WORK INSTRUCTIONS:
Return, character for character, the lines from the one bearing "Each instance of the blue ocean" through the end of the material. Omit everything before that line.

[Dataset rows on where objects appear]
-- BEGIN --

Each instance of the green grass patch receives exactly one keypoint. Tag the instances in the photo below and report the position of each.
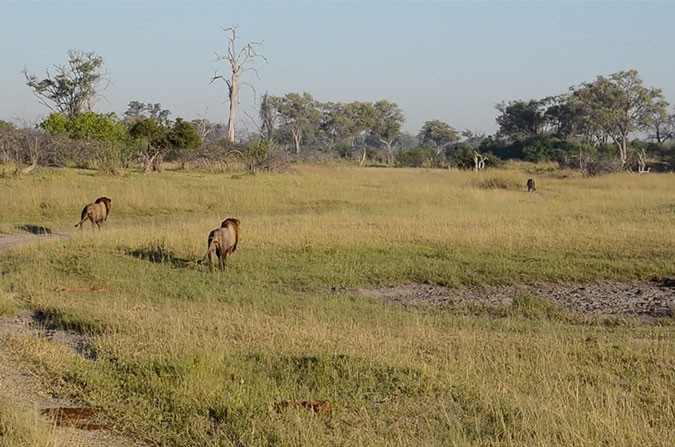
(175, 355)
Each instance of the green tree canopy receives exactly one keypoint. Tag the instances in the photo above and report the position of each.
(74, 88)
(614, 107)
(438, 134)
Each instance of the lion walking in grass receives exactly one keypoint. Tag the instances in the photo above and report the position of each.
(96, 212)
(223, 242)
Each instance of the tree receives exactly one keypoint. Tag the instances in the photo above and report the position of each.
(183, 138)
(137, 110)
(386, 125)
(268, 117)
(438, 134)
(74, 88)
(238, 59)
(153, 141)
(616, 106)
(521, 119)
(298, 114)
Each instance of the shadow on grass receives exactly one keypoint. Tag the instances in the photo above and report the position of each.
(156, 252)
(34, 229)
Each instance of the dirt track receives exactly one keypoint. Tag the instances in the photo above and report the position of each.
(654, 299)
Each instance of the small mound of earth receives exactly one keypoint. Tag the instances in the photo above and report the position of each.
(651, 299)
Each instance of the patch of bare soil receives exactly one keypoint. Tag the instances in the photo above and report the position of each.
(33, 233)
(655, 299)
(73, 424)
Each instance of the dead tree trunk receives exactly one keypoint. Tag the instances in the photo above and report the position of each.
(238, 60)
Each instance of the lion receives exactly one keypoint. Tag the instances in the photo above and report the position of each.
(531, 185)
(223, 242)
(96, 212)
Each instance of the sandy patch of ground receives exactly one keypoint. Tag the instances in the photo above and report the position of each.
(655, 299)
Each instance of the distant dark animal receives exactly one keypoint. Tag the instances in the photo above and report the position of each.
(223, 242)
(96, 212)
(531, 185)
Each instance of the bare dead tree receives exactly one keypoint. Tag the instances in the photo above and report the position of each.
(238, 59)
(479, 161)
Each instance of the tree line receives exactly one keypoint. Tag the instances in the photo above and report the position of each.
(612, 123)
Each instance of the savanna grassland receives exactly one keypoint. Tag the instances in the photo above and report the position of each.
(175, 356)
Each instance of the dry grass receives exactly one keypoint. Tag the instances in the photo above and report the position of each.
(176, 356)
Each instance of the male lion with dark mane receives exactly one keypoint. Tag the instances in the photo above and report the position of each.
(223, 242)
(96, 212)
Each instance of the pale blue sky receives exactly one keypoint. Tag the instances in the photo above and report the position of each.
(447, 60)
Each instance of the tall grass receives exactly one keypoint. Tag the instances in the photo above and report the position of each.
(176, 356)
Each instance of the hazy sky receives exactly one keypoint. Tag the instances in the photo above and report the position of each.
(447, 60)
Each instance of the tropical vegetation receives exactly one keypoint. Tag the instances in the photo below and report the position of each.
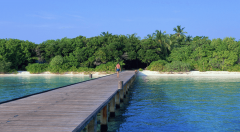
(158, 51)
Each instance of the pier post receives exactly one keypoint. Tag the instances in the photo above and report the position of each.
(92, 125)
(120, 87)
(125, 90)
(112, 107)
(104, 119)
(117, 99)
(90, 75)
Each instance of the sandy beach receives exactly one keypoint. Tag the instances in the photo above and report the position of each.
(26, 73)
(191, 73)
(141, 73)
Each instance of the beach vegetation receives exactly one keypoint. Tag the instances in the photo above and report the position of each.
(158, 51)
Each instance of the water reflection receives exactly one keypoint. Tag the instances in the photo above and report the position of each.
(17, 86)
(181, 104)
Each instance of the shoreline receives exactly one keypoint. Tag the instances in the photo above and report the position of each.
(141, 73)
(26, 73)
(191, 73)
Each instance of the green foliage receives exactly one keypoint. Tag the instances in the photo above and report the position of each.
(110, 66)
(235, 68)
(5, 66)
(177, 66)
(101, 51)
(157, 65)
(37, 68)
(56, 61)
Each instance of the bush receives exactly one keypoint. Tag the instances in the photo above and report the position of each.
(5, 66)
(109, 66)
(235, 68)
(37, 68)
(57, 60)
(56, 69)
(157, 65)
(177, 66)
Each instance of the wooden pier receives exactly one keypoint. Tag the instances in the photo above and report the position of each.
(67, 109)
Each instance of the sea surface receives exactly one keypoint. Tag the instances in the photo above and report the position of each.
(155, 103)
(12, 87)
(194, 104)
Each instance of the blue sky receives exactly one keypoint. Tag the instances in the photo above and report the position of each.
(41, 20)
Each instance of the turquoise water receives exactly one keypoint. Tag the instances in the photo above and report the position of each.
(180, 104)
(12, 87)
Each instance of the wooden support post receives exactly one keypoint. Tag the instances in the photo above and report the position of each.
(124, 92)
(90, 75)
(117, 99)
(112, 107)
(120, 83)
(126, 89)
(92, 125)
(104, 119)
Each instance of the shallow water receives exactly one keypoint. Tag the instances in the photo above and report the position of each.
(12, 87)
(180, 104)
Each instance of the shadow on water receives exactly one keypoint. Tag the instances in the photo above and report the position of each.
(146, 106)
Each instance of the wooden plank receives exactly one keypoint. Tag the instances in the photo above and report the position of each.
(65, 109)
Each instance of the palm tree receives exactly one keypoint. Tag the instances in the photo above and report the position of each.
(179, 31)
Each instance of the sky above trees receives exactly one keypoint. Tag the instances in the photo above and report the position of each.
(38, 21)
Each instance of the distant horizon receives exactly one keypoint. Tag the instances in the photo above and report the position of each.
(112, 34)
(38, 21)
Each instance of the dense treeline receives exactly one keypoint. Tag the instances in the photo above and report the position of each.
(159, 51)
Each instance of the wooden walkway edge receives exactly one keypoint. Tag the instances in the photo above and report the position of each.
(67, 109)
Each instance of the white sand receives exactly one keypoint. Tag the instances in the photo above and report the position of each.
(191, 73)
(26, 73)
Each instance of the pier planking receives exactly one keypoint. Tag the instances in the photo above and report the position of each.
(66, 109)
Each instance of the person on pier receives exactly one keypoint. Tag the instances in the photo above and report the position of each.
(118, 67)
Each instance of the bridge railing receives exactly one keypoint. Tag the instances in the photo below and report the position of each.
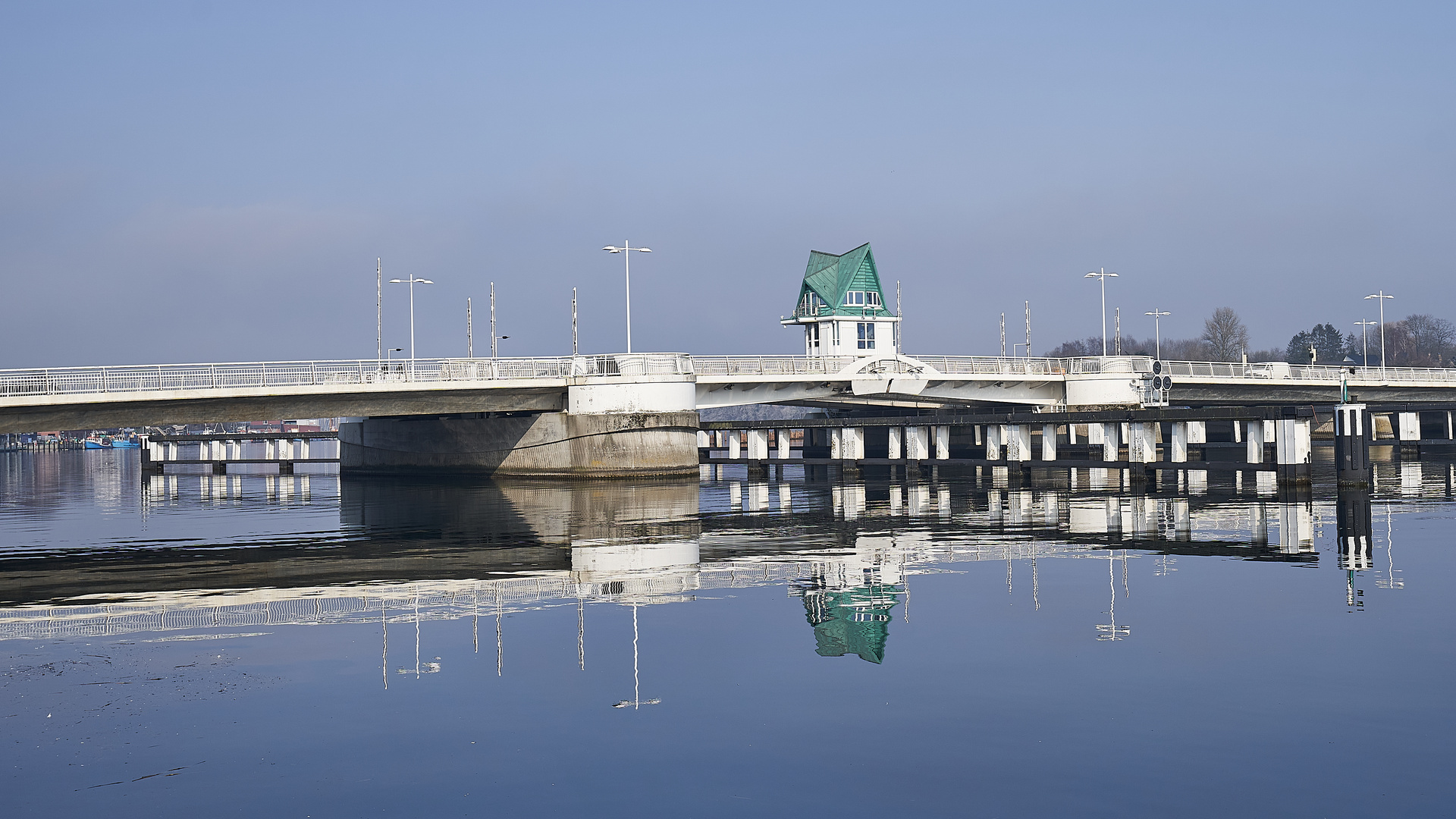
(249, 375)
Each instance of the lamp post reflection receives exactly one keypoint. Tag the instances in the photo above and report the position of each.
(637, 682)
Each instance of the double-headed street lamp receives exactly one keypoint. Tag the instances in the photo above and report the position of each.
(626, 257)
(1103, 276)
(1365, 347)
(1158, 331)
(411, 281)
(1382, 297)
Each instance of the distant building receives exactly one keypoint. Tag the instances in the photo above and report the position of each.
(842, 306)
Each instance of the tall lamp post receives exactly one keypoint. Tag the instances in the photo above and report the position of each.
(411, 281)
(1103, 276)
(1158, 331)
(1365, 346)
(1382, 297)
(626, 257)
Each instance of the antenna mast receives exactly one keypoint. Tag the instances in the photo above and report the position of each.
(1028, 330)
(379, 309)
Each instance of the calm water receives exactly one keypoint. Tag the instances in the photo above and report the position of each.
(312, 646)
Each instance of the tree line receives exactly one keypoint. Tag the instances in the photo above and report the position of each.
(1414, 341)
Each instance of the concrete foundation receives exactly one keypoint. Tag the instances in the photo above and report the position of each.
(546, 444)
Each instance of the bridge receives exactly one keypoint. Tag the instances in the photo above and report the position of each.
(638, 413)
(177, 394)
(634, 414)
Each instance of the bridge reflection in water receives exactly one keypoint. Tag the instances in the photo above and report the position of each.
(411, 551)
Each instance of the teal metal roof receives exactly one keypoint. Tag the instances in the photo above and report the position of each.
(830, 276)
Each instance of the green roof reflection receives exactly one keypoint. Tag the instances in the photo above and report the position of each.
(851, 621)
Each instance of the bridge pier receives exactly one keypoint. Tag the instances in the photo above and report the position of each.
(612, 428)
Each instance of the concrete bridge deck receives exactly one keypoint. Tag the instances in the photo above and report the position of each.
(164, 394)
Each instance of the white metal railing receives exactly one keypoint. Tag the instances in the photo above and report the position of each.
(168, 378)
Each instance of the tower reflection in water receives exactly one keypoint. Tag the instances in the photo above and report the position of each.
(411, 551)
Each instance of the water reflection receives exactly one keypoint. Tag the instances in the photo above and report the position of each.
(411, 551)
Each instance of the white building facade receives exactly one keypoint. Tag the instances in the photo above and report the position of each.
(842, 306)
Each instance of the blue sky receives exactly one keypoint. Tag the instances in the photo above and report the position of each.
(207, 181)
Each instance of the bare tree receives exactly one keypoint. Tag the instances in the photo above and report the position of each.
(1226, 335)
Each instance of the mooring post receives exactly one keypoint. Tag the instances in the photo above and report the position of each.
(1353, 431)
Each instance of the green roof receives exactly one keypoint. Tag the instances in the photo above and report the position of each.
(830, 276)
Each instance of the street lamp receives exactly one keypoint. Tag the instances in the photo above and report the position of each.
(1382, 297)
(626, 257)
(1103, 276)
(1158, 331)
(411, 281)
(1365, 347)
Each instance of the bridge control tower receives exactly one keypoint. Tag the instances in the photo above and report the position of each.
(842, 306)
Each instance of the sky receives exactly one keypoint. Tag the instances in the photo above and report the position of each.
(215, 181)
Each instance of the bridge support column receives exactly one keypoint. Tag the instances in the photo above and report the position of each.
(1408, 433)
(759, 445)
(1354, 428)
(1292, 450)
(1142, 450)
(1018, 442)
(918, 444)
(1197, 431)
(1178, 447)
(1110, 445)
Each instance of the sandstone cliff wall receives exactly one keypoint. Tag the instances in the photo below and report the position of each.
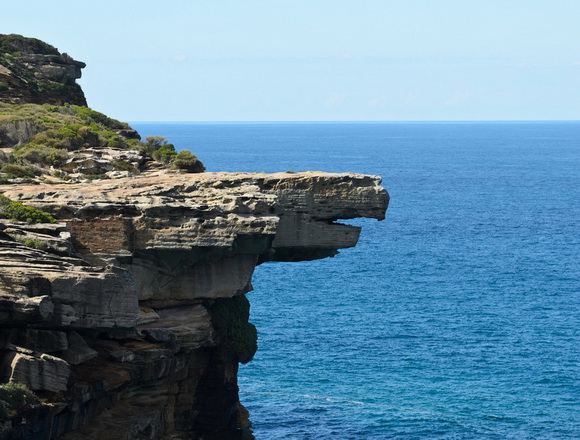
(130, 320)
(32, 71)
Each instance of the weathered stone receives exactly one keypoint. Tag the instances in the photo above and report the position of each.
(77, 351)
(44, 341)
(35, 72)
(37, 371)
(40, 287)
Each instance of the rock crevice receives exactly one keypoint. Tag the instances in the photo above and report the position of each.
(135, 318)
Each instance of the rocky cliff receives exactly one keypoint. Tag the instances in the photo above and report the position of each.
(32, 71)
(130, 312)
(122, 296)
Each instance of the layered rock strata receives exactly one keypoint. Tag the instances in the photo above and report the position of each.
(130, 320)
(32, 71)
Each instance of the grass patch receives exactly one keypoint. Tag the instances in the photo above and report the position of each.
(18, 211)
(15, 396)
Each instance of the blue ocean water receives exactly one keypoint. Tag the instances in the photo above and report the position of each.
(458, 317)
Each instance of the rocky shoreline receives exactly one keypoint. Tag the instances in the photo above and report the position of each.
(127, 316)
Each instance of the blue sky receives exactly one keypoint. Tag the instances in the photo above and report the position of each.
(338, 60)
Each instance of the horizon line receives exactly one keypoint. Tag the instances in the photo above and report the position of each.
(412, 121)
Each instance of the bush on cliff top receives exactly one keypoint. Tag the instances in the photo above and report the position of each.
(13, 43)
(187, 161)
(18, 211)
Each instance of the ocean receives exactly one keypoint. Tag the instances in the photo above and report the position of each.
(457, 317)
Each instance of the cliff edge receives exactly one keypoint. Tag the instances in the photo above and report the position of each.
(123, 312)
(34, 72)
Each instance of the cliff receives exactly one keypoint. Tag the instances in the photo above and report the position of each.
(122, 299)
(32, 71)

-- END --

EXERCISE SOLUTION:
Each instance of the blue ocean water receives exactly one keypoint. Tag the instances in the photo above and report the position of each.
(458, 317)
Each instance of the rocky shoreline receives exactly one keypoint. Tag the instances in the photo above and report the position of each.
(127, 316)
Each instance of the blue sky receives exactly one keypoint. Tag the instances in the photo above and report the position of each.
(338, 60)
Each instance of the horizon line receives exactly one keypoint. Tag the instances in the photo above and report the position of each.
(412, 121)
Each instance of the bush on cliff top receives exactly one keypoint. Tag the instances in the photo above and report the position of each.
(13, 43)
(187, 161)
(18, 211)
Each instance of the ocean receives exactly one keypoint. Tag the instances in the photo above and report the position of each.
(457, 317)
Each instance of the cliff edge receives exactly one keypoint. Tag the instances in the photo above and report the position of each.
(123, 312)
(34, 72)
Each instance of the cliff receives exactly one keypoint. Tag the instances in the photo above and report the position of each.
(122, 299)
(32, 71)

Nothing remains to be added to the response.